#### OBIETTIVO
Elenca tutte le righe qui sotto che contengono la parola "neon" e ricopiale per intero.

#### LE RIGHE
┄┄┄┄┄┄┄┄┄┄
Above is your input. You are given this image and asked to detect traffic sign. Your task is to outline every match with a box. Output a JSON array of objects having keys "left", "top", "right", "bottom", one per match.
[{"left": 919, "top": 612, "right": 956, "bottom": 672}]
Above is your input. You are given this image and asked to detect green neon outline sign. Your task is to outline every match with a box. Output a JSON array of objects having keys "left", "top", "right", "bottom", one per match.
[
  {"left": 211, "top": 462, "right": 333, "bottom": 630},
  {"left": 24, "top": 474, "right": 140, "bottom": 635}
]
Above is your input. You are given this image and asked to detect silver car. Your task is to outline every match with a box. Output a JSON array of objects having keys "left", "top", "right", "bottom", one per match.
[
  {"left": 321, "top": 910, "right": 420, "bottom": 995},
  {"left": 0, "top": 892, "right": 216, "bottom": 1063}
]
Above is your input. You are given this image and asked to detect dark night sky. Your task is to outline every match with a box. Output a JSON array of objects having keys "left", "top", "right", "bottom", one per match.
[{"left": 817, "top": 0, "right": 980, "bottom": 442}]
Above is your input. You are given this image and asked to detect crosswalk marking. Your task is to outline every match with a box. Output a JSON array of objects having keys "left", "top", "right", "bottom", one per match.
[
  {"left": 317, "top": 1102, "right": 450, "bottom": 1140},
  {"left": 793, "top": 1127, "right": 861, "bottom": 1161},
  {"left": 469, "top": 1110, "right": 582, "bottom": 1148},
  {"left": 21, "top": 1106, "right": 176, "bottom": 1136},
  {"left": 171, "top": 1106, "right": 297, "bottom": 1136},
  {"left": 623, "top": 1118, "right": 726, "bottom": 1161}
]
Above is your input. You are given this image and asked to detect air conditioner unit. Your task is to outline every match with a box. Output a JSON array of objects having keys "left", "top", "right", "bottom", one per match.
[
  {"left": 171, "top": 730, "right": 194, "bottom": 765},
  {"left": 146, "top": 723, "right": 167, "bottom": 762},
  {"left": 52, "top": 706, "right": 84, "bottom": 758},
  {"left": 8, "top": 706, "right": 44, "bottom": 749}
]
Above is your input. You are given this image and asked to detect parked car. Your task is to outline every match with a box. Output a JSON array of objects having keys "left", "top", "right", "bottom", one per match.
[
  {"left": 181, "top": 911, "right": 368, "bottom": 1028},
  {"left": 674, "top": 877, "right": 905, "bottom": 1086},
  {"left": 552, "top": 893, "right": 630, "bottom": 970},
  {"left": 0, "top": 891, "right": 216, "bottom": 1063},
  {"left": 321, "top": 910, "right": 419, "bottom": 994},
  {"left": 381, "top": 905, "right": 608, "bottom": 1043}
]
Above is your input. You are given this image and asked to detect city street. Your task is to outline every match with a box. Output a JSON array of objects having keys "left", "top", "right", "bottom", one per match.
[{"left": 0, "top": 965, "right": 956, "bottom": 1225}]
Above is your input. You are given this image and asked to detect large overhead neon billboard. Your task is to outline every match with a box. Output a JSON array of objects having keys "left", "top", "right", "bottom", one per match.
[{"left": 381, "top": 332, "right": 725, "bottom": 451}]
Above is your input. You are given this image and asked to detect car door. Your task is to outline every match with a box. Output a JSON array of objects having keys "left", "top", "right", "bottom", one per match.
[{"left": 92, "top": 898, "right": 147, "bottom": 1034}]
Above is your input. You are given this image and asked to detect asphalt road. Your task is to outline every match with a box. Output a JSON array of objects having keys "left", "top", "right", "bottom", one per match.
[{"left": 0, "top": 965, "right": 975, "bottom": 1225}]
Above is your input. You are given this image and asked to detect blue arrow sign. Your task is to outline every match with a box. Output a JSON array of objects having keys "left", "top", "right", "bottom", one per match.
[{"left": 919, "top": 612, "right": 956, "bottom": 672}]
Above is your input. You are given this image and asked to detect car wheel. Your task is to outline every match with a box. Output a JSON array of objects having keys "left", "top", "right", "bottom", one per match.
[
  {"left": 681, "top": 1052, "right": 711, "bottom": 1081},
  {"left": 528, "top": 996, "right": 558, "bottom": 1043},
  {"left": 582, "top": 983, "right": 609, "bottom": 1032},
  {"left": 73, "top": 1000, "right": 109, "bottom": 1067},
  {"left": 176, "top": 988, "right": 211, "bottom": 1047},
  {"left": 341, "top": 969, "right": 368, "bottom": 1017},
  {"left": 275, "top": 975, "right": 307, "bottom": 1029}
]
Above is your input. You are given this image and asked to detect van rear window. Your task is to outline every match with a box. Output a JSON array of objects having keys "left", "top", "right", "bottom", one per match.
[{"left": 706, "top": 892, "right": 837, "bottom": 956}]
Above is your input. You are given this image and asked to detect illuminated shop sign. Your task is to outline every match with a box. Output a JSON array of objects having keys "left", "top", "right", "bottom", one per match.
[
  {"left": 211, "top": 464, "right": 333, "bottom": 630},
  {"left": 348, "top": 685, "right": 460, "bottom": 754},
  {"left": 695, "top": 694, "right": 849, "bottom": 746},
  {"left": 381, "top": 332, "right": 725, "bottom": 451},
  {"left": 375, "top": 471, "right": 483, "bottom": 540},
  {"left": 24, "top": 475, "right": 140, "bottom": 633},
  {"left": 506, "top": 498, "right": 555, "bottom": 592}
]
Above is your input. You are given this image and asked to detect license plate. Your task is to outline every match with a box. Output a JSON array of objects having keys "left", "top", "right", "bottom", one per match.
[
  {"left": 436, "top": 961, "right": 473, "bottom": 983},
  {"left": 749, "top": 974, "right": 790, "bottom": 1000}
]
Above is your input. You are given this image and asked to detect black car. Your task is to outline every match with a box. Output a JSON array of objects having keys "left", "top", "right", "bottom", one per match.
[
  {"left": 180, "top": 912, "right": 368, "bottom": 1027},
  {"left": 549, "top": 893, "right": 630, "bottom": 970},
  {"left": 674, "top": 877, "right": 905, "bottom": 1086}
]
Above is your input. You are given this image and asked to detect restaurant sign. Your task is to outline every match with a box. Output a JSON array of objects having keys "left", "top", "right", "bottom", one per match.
┄┄┄┄┄┄┄┄┄┄
#### SOLUZIONE
Above is your input. You are given this image and asked to detect green neon outline sign. Your task is to outline every match with a box. Output a JSON array of objects having keys "left", "top", "right", "bottom", one per match.
Above is your input. You are given this image and asked to detect large overhead neon billboard. Your task is to outline every match with a box. Output a JSON array of objects having keys "left", "top", "right", "bottom", one per match.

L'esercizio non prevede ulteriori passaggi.